DATA FOR THE TASK:

══════════

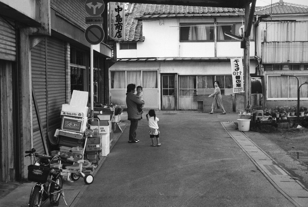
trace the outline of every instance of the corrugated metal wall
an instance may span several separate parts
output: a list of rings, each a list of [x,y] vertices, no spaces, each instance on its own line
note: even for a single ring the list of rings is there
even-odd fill
[[[264,42],[262,45],[263,63],[308,62],[308,42]]]
[[[267,42],[308,41],[308,21],[262,23],[266,29]]]
[[[16,61],[14,25],[14,22],[0,17],[0,59]]]
[[[250,64],[250,73],[256,72],[258,65],[257,61]],[[180,75],[206,75],[231,74],[229,62],[117,62],[111,66],[110,70],[159,70],[160,73],[178,73]]]

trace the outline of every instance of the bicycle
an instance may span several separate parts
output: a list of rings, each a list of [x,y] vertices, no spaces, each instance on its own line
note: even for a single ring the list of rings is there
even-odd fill
[[[28,205],[29,207],[40,207],[49,199],[50,204],[54,206],[59,205],[59,201],[62,196],[65,204],[64,192],[62,189],[63,178],[61,175],[62,170],[59,167],[50,167],[53,160],[62,160],[59,155],[54,156],[35,153],[35,149],[26,151],[29,154],[25,157],[33,156],[35,163],[28,166],[28,179],[37,182],[32,188]],[[39,157],[37,159],[36,157]],[[48,160],[50,160],[50,161]],[[61,162],[60,162],[60,163]]]

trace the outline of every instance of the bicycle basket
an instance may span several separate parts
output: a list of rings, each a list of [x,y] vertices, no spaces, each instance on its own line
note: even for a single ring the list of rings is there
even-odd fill
[[[50,173],[50,168],[31,165],[28,166],[28,180],[44,183],[47,181]]]

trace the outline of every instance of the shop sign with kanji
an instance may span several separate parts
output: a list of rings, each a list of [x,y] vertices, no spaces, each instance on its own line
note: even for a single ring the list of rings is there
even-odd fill
[[[231,58],[230,60],[233,82],[233,93],[242,93],[244,92],[243,58]]]
[[[109,2],[109,36],[115,40],[125,37],[125,11],[122,2]]]

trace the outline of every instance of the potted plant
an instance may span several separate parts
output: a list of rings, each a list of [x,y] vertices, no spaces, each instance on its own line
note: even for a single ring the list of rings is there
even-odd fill
[[[286,109],[286,115],[287,117],[290,117],[290,107],[287,107]]]
[[[254,106],[253,109],[256,111],[256,116],[263,116],[263,107],[261,105]]]
[[[299,107],[299,115],[302,117],[304,116],[304,106],[301,106]]]
[[[294,117],[295,114],[295,109],[294,109],[294,107],[290,107],[290,116],[291,117]]]

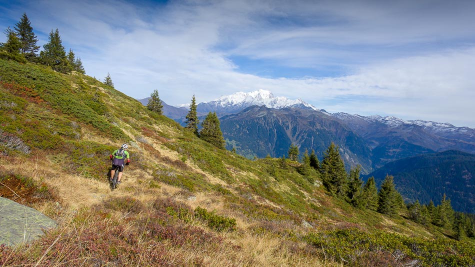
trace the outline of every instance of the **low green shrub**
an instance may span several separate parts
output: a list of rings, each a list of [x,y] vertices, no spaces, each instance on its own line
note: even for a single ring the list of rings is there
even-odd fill
[[[210,212],[199,206],[194,210],[194,216],[217,231],[234,231],[236,230],[236,219],[220,216],[214,212]]]
[[[430,240],[350,228],[310,233],[303,238],[320,256],[348,266],[472,266],[472,244],[447,238]]]

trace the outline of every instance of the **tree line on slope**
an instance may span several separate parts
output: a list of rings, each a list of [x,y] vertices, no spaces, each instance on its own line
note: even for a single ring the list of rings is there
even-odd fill
[[[475,215],[456,212],[450,200],[445,194],[438,206],[432,200],[428,205],[421,205],[418,200],[406,204],[396,188],[392,176],[386,174],[378,191],[374,177],[370,178],[366,184],[360,178],[360,166],[352,168],[349,173],[346,172],[338,149],[332,142],[321,162],[314,151],[309,156],[306,150],[302,158],[300,173],[307,175],[310,168],[314,168],[330,195],[356,208],[389,216],[399,212],[408,214],[410,220],[426,226],[432,224],[452,231],[454,237],[458,240],[464,237],[475,238]],[[288,159],[297,161],[299,154],[298,147],[291,144],[288,151]],[[281,162],[284,162],[284,156]]]
[[[51,30],[49,42],[43,46],[43,50],[39,54],[38,38],[26,13],[24,13],[14,28],[8,27],[5,31],[7,40],[4,43],[0,43],[0,58],[24,64],[30,62],[42,64],[64,74],[72,70],[86,73],[80,58],[76,56],[72,50],[70,49],[69,52],[66,54],[58,28]]]
[[[150,95],[150,98],[147,104],[147,108],[156,112],[158,114],[163,114],[164,106],[157,90],[154,90]],[[220,128],[220,120],[216,112],[210,112],[201,124],[201,130],[198,130],[200,120],[196,113],[196,98],[194,95],[192,98],[192,103],[190,104],[190,110],[186,116],[186,126],[185,128],[193,132],[197,136],[214,145],[216,147],[224,149],[226,142],[222,137],[222,132]]]

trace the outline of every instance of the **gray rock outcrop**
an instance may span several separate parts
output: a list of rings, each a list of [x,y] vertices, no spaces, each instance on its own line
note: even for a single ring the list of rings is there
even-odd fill
[[[56,222],[34,208],[0,198],[0,244],[16,246],[39,238]]]

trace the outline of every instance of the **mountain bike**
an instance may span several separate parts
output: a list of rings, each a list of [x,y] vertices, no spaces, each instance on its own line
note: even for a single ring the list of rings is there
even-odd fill
[[[114,176],[112,178],[112,180],[110,181],[110,189],[112,191],[117,188],[117,180],[118,178],[119,170],[120,170],[120,167],[119,166],[116,166],[115,168],[116,171],[114,172]]]

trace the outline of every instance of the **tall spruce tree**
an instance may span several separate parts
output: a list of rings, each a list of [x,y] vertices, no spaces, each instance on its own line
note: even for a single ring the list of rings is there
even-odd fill
[[[76,55],[74,54],[72,49],[70,48],[70,52],[68,53],[66,58],[68,58],[68,62],[69,62],[70,64],[74,66],[74,61],[76,60]]]
[[[147,104],[147,108],[160,115],[163,114],[164,105],[158,96],[158,90],[154,90],[154,92],[150,94],[150,98],[148,99],[148,103]]]
[[[353,167],[350,170],[350,180],[348,184],[348,200],[355,206],[360,206],[360,203],[362,200],[360,199],[362,194],[362,185],[363,181],[360,178],[360,173],[361,172],[361,166],[358,165]]]
[[[190,111],[188,112],[188,114],[186,114],[186,116],[185,118],[186,118],[186,126],[185,128],[192,130],[195,134],[198,136],[198,125],[200,124],[200,120],[198,120],[198,116],[196,113],[196,102],[194,98],[194,94],[193,95],[193,98],[192,98],[192,104],[190,104]]]
[[[282,158],[279,158],[278,168],[284,169],[287,169],[287,160],[286,160],[286,155],[282,155]]]
[[[200,137],[218,148],[224,149],[226,142],[220,125],[220,120],[216,112],[210,112],[202,124],[203,128],[200,132]]]
[[[419,200],[416,200],[409,206],[409,218],[418,223],[422,221],[422,208]]]
[[[315,150],[312,150],[312,153],[310,154],[310,166],[317,171],[320,170],[320,162],[318,161],[318,158],[315,154]]]
[[[66,51],[62,46],[58,28],[54,32],[51,30],[48,38],[50,42],[43,46],[43,50],[40,53],[42,62],[56,72],[62,73],[70,72],[72,68],[68,61]]]
[[[454,221],[454,212],[450,204],[450,200],[447,198],[446,194],[444,194],[440,204],[437,206],[436,210],[438,215],[436,225],[448,228],[451,228]]]
[[[363,200],[363,206],[368,210],[378,210],[378,188],[374,182],[374,178],[370,177],[363,186],[361,199]]]
[[[304,155],[302,156],[302,166],[298,169],[298,172],[302,175],[309,176],[310,174],[310,156],[308,156],[308,150],[305,150]]]
[[[345,198],[348,190],[348,176],[338,149],[338,146],[332,142],[325,152],[320,172],[324,186],[330,194]]]
[[[297,146],[296,144],[294,144],[294,143],[292,143],[288,148],[288,151],[287,152],[287,154],[288,155],[287,157],[290,160],[294,160],[294,162],[297,161],[298,160],[298,154],[300,154],[300,152],[298,152],[298,147]]]
[[[110,74],[107,72],[107,76],[104,78],[104,84],[110,87],[114,88],[114,83],[112,82],[112,78],[110,78]]]
[[[33,32],[33,28],[26,13],[24,13],[20,21],[15,24],[15,32],[22,44],[20,52],[30,62],[37,60],[40,46],[36,45],[38,38]]]
[[[26,63],[26,60],[20,52],[22,44],[16,34],[10,28],[5,31],[5,34],[7,38],[6,42],[0,43],[0,58]]]
[[[394,178],[386,176],[378,195],[378,212],[387,215],[396,214],[400,204],[398,194],[394,186]]]

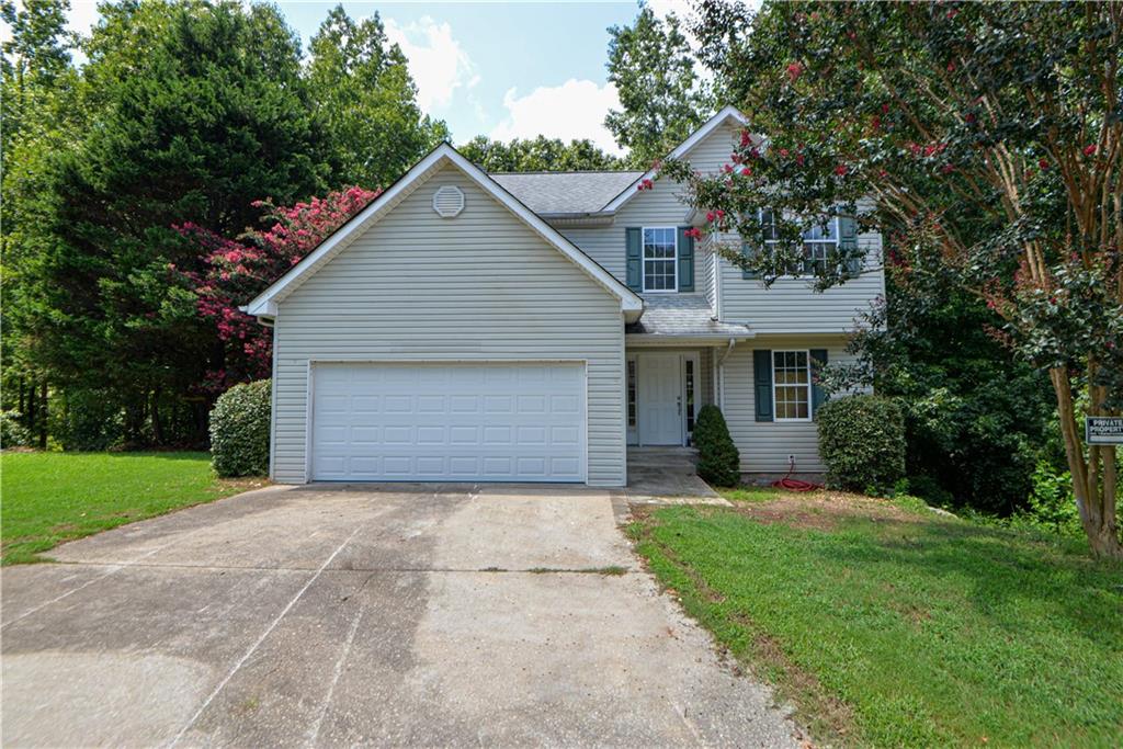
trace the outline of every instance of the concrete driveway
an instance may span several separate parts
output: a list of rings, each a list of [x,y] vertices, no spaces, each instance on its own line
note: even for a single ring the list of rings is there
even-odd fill
[[[795,743],[608,492],[271,488],[53,556],[2,573],[6,747]]]

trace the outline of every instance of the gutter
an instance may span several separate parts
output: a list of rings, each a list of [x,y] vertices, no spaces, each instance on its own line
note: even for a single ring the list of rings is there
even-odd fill
[[[734,346],[737,346],[737,339],[736,339],[736,338],[732,338],[732,337],[731,337],[731,338],[729,339],[729,345],[728,345],[728,346],[725,346],[725,350],[724,350],[724,351],[722,351],[722,354],[721,354],[721,358],[720,358],[720,359],[718,359],[718,366],[719,366],[719,367],[721,367],[721,366],[724,366],[724,365],[725,365],[725,359],[728,359],[728,358],[729,358],[729,355],[733,353],[733,347],[734,347]]]

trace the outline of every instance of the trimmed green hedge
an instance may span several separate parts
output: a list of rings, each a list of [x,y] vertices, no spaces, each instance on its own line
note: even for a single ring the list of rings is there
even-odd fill
[[[703,405],[694,423],[694,447],[699,449],[697,473],[714,486],[741,483],[741,456],[729,436],[725,417],[716,405]]]
[[[831,400],[815,413],[827,484],[884,495],[905,475],[905,419],[879,395]]]
[[[270,407],[273,381],[235,385],[211,410],[211,465],[219,476],[270,472]]]

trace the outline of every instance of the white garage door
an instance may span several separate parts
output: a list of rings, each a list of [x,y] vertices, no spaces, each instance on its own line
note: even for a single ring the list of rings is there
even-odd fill
[[[318,481],[585,481],[582,364],[317,364]]]

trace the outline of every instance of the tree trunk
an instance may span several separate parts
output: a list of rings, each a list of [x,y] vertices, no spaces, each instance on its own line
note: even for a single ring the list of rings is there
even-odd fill
[[[152,391],[152,438],[158,446],[164,445],[164,428],[159,422],[159,387]]]
[[[43,403],[39,408],[39,449],[47,449],[47,381],[39,385]]]
[[[28,433],[35,432],[35,380],[33,378],[27,390],[27,413],[24,414],[24,426]]]
[[[1120,540],[1115,510],[1117,466],[1115,448],[1105,445],[1088,447],[1084,457],[1084,440],[1080,438],[1072,389],[1068,372],[1056,367],[1049,371],[1053,391],[1057,393],[1057,409],[1060,430],[1065,438],[1065,457],[1072,474],[1072,493],[1076,509],[1080,513],[1080,526],[1088,538],[1092,554],[1097,557],[1123,559],[1123,542]],[[1095,395],[1093,394],[1095,400]],[[1093,404],[1093,411],[1098,410]]]

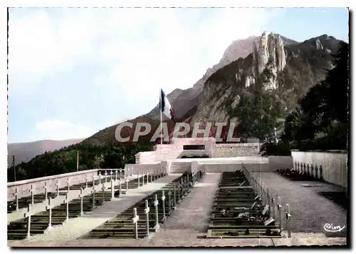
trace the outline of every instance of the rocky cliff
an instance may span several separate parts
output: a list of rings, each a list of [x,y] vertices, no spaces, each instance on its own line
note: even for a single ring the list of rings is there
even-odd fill
[[[239,121],[241,96],[272,94],[286,110],[295,107],[308,89],[333,67],[339,41],[321,36],[285,45],[279,35],[263,33],[252,54],[220,68],[205,83],[190,123]],[[258,105],[251,105],[257,107]]]
[[[323,35],[297,43],[272,33],[236,41],[193,87],[175,89],[167,97],[179,121],[192,126],[197,122],[243,121],[245,127],[239,133],[253,129],[258,132],[261,126],[274,124],[271,114],[282,121],[282,111],[294,108],[298,99],[325,77],[325,70],[333,67],[332,54],[337,51],[339,42]],[[239,51],[241,47],[250,49]],[[256,117],[263,121],[257,121]],[[149,113],[131,121],[143,118],[158,126],[158,103]],[[115,142],[115,128],[107,128],[85,143]]]

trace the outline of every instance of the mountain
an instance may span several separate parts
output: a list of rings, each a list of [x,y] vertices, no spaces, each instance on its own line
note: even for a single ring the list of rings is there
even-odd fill
[[[192,88],[175,89],[167,97],[179,121],[193,126],[197,122],[207,121],[239,123],[243,118],[251,118],[244,124],[245,131],[240,130],[241,136],[244,136],[244,132],[252,135],[246,125],[255,126],[256,131],[265,126],[266,131],[260,131],[262,135],[272,125],[281,126],[283,116],[294,108],[298,100],[325,77],[326,70],[333,67],[333,54],[336,54],[340,42],[325,34],[297,42],[266,32],[261,36],[237,40],[225,51],[220,62],[209,68]],[[261,100],[256,98],[256,94]],[[262,98],[266,101],[260,101]],[[268,108],[262,110],[260,104]],[[253,108],[254,111],[246,112],[247,108]],[[266,117],[265,122],[252,121],[257,115],[263,118],[261,113],[267,116],[273,111],[276,111],[273,113],[275,120]],[[159,105],[132,122],[142,119],[155,122],[153,129],[157,128]],[[85,141],[95,144],[115,142],[115,128],[116,126],[110,126]],[[172,131],[169,129],[170,133]]]
[[[253,44],[258,41],[261,37],[249,36],[245,39],[234,41],[224,53],[220,61],[212,68],[208,68],[205,74],[193,85],[193,87],[185,90],[177,88],[168,93],[167,96],[174,108],[177,117],[182,117],[187,112],[192,111],[198,105],[201,100],[204,85],[211,74],[235,60],[246,57],[252,52]],[[288,38],[284,36],[281,36],[281,38],[285,45],[298,44],[297,41]],[[143,116],[159,120],[159,103],[157,103],[151,111]]]
[[[184,121],[191,127],[199,123],[200,128],[206,122],[224,122],[228,126],[231,123],[237,126],[234,136],[242,141],[248,138],[271,140],[274,128],[277,132],[281,130],[297,102],[334,67],[333,55],[340,44],[340,41],[328,35],[295,42],[278,34],[263,33],[246,40],[244,44],[241,40],[233,42],[220,62],[208,69],[193,87],[177,88],[168,95],[178,122]],[[22,163],[16,169],[17,179],[72,172],[78,150],[80,169],[117,168],[135,163],[138,151],[152,151],[153,144],[150,141],[159,124],[157,109],[129,121],[132,128],[125,127],[120,132],[122,138],[129,137],[128,141],[116,140],[117,125],[108,127],[80,143]],[[132,143],[135,126],[142,122],[150,123],[152,128],[147,135],[140,137],[139,142]],[[172,136],[174,124],[172,121],[167,123]],[[226,142],[228,129],[221,131],[223,142]],[[214,126],[209,136],[216,132]],[[191,135],[192,131],[186,136]],[[11,181],[11,172],[8,168],[8,181]]]
[[[8,166],[12,165],[12,156],[15,156],[15,165],[27,162],[35,156],[59,150],[63,147],[81,142],[84,138],[66,139],[63,141],[43,140],[27,143],[13,143],[7,145]]]
[[[252,54],[208,78],[191,123],[234,120],[241,96],[256,90],[274,93],[285,108],[293,108],[297,100],[333,67],[332,54],[336,54],[339,42],[323,35],[285,46],[279,35],[263,33],[253,44]]]

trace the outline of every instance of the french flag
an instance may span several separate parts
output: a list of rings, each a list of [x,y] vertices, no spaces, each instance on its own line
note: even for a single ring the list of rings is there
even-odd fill
[[[161,109],[161,112],[163,113],[167,118],[172,119],[174,123],[176,123],[174,111],[173,111],[171,103],[169,103],[169,101],[168,101],[168,98],[162,88],[161,98],[159,98],[159,108]]]

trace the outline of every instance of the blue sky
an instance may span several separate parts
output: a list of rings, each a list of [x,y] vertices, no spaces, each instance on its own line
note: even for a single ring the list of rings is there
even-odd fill
[[[346,9],[12,9],[9,143],[85,138],[191,87],[236,39],[348,40]]]

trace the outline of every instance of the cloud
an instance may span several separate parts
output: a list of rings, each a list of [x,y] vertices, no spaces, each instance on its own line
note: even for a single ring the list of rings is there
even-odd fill
[[[42,139],[58,141],[87,138],[93,134],[88,127],[61,120],[44,120],[36,124],[36,129],[41,133]]]
[[[47,118],[43,106],[20,106],[24,100],[19,98],[46,98],[46,109],[56,112],[51,118],[75,119],[79,126],[66,123],[71,130],[103,128],[149,112],[159,101],[160,88],[168,93],[192,87],[233,41],[261,34],[273,11],[63,8],[23,9],[19,15],[11,9],[9,100],[18,99],[14,108],[26,106],[36,116],[33,126]],[[63,83],[55,82],[58,77]],[[64,128],[59,123],[65,122],[51,126]],[[66,136],[33,131],[43,138]]]

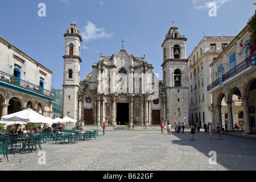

══════════

THE TASK: Gather every line in the listing above that contains the word "mountain", and write each one out in full.

COMPLETE OUTPUT:
trace the outline of every instance of the **mountain bike**
trace the outline of every instance of the mountain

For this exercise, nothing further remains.